Ainsi, rapportait L'Expansion, «Le journaliste scientifique Frédéric Denhez, dans Les Pollutions invisibles (éditions Delachaux et Niestlé), bat en brèche deux dogmes utilisés par ceux, industriels ou politiques, pour qui il reste urgent de ne rien faire : la "valeur seuil", c'est-à-dire la dose au-dessous de laquelle une molécule n'aurait pas d'effet, et le défaut de preuve irréfutable, souvent "interprété comme la preuve de l'absence de risque"».

Jean-Paul Fitoussi dans le quotidien Le Monde, avait-il raison alors d'espérer en «l'augmentation des connaissances» ? «L'accumulation des savoirs et du progrès des techniques» aura-t-elle raison de la «décumulation des stocks de ressources épuisables ou de la dénaturation tout aussi irréversible de certains fonds environnementaux»? «La seule issue au problème de la finitude de notre monde» se trouve-t-elle dans plus de science ?

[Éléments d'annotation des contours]

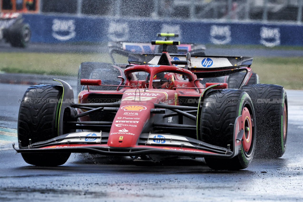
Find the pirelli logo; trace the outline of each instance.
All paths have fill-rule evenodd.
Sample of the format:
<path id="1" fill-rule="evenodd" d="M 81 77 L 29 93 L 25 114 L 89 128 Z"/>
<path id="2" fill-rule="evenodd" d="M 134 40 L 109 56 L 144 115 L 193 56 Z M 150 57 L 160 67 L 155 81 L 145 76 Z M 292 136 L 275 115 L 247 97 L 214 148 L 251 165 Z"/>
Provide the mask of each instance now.
<path id="1" fill-rule="evenodd" d="M 116 121 L 116 123 L 138 123 L 138 121 L 120 121 L 117 120 Z"/>

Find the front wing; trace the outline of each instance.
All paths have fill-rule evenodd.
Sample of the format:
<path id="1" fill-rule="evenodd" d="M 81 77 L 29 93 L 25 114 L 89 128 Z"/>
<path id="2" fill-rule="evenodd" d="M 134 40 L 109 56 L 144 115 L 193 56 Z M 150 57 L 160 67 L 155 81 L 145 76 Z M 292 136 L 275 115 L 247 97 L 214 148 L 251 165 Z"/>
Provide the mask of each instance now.
<path id="1" fill-rule="evenodd" d="M 236 119 L 234 135 L 234 149 L 208 144 L 190 138 L 171 134 L 142 133 L 135 145 L 130 147 L 109 147 L 109 133 L 85 132 L 63 135 L 46 141 L 35 143 L 28 147 L 14 148 L 18 153 L 89 153 L 113 156 L 137 156 L 157 155 L 182 157 L 208 157 L 231 158 L 241 150 L 244 131 L 239 130 L 241 116 Z"/>

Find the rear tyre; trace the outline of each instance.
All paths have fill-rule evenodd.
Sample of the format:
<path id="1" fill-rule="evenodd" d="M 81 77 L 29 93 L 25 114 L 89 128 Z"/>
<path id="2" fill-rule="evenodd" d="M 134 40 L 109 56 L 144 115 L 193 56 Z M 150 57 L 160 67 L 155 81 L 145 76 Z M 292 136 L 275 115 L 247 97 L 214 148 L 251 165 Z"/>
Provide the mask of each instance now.
<path id="1" fill-rule="evenodd" d="M 31 33 L 29 25 L 21 23 L 14 26 L 11 31 L 9 42 L 12 46 L 24 48 L 27 46 Z"/>
<path id="2" fill-rule="evenodd" d="M 257 125 L 256 157 L 283 155 L 287 140 L 287 96 L 283 86 L 271 84 L 243 86 L 254 103 Z"/>
<path id="3" fill-rule="evenodd" d="M 248 94 L 238 89 L 213 90 L 205 98 L 201 109 L 201 141 L 225 148 L 229 144 L 233 151 L 233 125 L 241 115 L 242 129 L 245 132 L 237 156 L 230 159 L 205 158 L 207 165 L 215 170 L 238 170 L 247 167 L 252 159 L 256 142 L 255 112 Z"/>
<path id="4" fill-rule="evenodd" d="M 61 86 L 45 85 L 31 86 L 25 92 L 18 117 L 18 139 L 21 141 L 21 148 L 28 146 L 29 139 L 33 143 L 58 136 L 58 109 L 63 90 Z M 40 166 L 62 165 L 70 154 L 22 154 L 28 163 Z"/>

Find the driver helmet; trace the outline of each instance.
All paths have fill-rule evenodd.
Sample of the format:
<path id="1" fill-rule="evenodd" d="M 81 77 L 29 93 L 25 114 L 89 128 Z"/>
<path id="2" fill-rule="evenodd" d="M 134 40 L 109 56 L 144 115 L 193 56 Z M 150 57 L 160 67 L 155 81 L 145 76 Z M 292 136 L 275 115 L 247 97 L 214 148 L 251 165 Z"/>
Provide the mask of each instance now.
<path id="1" fill-rule="evenodd" d="M 146 78 L 148 82 L 150 78 L 148 74 Z M 175 83 L 174 74 L 171 72 L 160 72 L 154 76 L 153 78 L 152 86 L 155 88 L 171 90 Z"/>

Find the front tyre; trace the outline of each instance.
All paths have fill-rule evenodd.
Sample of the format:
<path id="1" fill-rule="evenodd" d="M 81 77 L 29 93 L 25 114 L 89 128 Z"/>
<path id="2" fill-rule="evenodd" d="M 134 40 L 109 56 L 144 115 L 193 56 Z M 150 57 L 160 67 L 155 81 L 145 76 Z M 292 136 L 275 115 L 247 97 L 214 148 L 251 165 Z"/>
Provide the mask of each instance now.
<path id="1" fill-rule="evenodd" d="M 248 95 L 238 89 L 213 90 L 205 98 L 201 109 L 201 141 L 224 147 L 230 145 L 233 151 L 233 125 L 237 118 L 241 115 L 241 126 L 245 131 L 237 156 L 230 159 L 205 158 L 207 165 L 215 170 L 238 170 L 247 168 L 252 159 L 256 142 L 255 112 Z"/>
<path id="2" fill-rule="evenodd" d="M 36 85 L 25 92 L 18 117 L 18 140 L 25 148 L 32 143 L 58 136 L 58 117 L 63 89 L 58 85 Z M 28 163 L 40 166 L 56 166 L 65 163 L 70 153 L 22 154 Z"/>

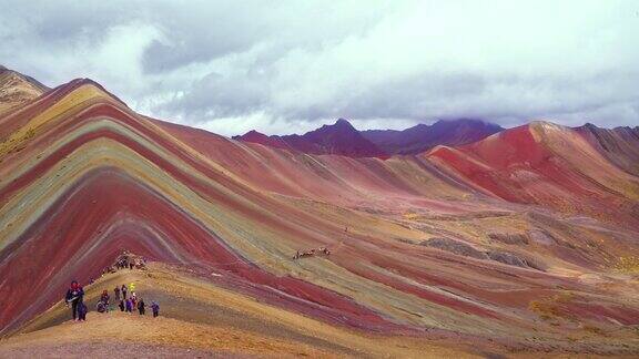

## Tâches à réaliser
[1] Pouvez-vous recopier à l'identique les lignes des enregistrements, depuis leur début jusqu'à la ligne contenant « 116 121 L 116 », celle-ci comprise, en omettant les images ?
[2] Que pourrait-on écrire pour poursuivre le texte sur la pollution et les ressources épuisables, à partir de la dernière phrase affichée ?

## Les réponses
[1]
Find the pirelli logo; trace the outline of each instance.
All paths have fill-rule evenodd.
Sample of the format:
<path id="1" fill-rule="evenodd" d="M 81 77 L 29 93 L 25 114 L 89 128 Z"/>
<path id="2" fill-rule="evenodd" d="M 134 40 L 109 56 L 144 115 L 193 56 Z M 150 57 L 160 67 L 155 81 L 145 76 Z M 292 136 L 275 115 L 247 97 L 214 148 L 251 165 Z"/>
Provide the mask of each instance now.
<path id="1" fill-rule="evenodd" d="M 116 121 L 116 123 L 138 123 L 138 121 L 120 121 L 117 120 Z"/>

[2]
André Lebeau* répondait dans le magazine Sciences et Avenir que la technique «bute sur les limites de la planète (...). J'aimerais que les hommes acquièrent une conscience claire du fait qu'ils se trouvent face à un problème radicalement nouveau et dramatique (...). Extrapoler, de l'expérience du passé, que la technique va être capable de régler nos problèmes "d'enfermement planétaire" me semble une vision à tout le moins très optimiste».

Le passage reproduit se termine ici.